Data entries
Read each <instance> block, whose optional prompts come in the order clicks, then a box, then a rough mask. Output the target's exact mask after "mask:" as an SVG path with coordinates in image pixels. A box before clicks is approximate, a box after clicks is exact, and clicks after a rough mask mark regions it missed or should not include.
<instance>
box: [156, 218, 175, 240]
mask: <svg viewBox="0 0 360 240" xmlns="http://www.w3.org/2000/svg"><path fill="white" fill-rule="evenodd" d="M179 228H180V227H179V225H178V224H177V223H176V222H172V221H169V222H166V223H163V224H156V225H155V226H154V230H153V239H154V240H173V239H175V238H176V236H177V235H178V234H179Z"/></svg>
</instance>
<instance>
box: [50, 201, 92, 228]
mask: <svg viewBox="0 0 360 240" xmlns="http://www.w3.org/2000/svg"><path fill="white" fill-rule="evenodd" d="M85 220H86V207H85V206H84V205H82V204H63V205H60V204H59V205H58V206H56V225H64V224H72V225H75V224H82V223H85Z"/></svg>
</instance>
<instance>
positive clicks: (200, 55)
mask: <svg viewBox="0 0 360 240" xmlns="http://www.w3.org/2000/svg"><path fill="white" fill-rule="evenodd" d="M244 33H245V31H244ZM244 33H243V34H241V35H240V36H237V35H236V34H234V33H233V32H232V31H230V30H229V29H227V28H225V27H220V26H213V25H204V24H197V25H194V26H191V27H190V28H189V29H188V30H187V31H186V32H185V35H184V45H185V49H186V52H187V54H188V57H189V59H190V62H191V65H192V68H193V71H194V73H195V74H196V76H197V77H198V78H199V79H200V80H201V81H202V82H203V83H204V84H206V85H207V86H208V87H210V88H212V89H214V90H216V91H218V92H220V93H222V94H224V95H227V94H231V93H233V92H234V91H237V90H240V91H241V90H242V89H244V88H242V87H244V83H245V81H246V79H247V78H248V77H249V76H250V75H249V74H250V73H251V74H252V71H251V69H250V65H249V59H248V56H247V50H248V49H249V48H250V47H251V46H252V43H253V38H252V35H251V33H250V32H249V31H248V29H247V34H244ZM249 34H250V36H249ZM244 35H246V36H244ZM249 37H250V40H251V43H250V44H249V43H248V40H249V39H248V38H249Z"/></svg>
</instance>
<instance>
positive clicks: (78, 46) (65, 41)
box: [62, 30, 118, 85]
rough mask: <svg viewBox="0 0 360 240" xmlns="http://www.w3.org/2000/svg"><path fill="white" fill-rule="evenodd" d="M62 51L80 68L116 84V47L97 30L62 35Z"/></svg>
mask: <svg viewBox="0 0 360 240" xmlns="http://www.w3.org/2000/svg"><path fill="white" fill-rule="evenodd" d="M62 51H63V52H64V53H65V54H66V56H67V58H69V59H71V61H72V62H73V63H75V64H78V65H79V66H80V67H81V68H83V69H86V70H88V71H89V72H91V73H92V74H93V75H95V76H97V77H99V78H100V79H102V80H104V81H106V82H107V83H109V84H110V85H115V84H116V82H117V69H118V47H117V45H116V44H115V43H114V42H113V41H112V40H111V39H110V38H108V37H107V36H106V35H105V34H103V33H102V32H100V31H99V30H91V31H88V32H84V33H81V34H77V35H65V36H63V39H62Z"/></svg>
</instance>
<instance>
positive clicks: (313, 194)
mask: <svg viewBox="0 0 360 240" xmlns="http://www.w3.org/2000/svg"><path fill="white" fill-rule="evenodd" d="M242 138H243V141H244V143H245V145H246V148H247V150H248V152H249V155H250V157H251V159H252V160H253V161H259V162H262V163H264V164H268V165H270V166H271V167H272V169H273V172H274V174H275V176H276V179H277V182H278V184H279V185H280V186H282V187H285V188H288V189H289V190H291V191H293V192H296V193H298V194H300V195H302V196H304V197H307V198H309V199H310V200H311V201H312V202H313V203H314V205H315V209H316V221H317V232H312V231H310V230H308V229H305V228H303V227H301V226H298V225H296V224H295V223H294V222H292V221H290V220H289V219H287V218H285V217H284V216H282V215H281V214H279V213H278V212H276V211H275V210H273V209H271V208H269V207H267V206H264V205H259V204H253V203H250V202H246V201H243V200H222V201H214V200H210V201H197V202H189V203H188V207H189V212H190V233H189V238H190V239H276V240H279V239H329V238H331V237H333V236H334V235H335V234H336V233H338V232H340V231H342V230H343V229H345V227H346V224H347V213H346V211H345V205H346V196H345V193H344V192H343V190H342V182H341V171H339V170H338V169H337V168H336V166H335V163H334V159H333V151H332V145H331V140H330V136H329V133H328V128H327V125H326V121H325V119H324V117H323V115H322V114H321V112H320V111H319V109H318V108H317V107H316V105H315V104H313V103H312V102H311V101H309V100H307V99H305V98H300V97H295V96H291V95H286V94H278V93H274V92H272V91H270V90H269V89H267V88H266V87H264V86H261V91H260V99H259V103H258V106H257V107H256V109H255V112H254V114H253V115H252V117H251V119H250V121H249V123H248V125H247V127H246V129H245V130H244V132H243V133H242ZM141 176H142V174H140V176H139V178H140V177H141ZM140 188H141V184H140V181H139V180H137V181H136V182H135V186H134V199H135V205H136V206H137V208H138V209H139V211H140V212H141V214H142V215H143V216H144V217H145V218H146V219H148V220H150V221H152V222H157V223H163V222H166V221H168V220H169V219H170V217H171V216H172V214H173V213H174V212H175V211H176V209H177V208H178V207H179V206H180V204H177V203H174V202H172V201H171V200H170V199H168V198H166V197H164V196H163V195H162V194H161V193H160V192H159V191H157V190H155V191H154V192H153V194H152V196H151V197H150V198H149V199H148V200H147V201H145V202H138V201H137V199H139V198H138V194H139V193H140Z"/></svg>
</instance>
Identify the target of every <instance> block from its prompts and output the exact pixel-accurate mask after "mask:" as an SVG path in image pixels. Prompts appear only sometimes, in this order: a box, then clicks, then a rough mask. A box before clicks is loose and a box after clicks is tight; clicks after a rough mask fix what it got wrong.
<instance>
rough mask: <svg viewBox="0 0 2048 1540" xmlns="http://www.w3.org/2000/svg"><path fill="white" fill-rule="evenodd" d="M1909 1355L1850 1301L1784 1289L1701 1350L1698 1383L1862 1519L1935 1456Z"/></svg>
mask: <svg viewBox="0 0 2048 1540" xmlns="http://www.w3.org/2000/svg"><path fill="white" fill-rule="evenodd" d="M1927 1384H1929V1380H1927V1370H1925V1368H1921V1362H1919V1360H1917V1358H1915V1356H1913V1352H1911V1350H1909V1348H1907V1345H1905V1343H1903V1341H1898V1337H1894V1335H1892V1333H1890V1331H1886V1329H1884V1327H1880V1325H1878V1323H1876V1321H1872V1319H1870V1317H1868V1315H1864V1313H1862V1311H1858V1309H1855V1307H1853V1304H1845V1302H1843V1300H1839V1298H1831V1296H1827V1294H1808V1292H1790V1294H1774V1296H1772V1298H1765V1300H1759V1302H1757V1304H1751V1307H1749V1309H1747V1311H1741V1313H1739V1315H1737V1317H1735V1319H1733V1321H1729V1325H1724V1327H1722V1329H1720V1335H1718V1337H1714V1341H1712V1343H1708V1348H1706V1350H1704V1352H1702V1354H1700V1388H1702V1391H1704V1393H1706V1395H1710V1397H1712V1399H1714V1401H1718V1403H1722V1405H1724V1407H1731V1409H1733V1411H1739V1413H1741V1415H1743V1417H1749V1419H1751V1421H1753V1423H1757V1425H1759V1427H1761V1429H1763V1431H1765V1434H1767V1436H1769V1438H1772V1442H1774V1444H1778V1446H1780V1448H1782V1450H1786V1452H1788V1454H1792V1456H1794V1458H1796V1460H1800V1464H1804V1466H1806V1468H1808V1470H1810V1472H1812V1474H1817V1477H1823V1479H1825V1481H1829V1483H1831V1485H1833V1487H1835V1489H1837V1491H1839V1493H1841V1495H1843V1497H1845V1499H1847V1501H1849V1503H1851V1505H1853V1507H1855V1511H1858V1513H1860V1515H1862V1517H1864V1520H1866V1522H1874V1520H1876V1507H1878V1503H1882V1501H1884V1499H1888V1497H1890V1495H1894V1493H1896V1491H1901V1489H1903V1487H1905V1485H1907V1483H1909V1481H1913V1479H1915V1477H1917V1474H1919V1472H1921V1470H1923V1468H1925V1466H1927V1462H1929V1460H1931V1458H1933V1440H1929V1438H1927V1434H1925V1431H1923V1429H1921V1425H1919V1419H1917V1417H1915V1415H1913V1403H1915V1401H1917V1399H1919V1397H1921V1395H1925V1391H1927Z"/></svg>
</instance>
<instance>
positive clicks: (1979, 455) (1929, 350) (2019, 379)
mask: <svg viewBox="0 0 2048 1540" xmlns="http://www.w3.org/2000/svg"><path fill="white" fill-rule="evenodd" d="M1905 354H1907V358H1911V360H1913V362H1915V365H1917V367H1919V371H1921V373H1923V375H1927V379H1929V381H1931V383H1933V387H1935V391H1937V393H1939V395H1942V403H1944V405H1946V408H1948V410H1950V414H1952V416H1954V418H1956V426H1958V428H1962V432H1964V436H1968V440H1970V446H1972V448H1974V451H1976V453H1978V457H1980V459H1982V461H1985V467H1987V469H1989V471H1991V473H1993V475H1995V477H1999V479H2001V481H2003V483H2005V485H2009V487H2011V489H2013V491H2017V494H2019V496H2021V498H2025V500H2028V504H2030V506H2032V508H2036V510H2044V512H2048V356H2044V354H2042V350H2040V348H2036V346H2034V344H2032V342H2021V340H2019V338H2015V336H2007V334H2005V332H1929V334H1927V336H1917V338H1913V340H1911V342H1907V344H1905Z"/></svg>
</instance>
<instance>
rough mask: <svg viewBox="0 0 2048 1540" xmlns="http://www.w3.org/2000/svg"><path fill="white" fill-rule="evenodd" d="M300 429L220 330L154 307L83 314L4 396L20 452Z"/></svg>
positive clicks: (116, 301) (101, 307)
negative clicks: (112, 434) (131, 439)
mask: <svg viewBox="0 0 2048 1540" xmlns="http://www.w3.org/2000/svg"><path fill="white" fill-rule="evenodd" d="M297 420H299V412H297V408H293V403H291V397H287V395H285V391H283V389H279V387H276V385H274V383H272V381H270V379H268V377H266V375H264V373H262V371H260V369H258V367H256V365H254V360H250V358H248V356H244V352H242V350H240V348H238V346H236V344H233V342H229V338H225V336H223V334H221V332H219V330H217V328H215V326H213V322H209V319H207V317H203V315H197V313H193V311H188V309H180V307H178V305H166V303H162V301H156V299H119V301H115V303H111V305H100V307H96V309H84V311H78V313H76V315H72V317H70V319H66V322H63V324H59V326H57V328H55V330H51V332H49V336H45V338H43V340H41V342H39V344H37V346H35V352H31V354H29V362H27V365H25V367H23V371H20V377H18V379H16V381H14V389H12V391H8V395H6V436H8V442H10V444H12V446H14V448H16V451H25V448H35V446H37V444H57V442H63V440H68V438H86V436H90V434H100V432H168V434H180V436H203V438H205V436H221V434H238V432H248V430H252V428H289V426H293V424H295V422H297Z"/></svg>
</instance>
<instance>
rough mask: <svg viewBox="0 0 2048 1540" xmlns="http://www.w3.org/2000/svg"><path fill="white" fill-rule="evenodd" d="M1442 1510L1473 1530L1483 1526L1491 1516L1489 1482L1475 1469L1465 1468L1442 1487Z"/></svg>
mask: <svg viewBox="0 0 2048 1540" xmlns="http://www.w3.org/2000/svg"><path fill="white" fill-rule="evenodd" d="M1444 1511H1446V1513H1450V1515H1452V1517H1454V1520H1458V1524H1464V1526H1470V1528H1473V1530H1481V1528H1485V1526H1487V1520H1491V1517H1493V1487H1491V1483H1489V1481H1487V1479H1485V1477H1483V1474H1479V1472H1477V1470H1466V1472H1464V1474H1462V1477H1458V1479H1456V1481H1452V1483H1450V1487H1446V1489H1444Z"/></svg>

**Requirement:**
Every line of the records containing the word "exact" must appear in the answer.

**Final answer:**
Read each <instance> block, whose optional prompts come in the order clicks, then a box, then a rough mask. Output the target's exact mask after "mask:" as an SVG path with coordinates in image pixels. A box before clicks is approximate, a box after clicks is exact, and clicks after a rough mask mark regions it missed or should not include.
Identify the target of every <instance> block from its prompts and output the exact pixel-accurate mask after "mask:" as an SVG path in image pixels. Prompts appear only sometimes, in this order: a box, then clicks, then a rough mask. A box before clicks is loose and a box after clicks is tight; clicks after a rough mask fix what it got wrong.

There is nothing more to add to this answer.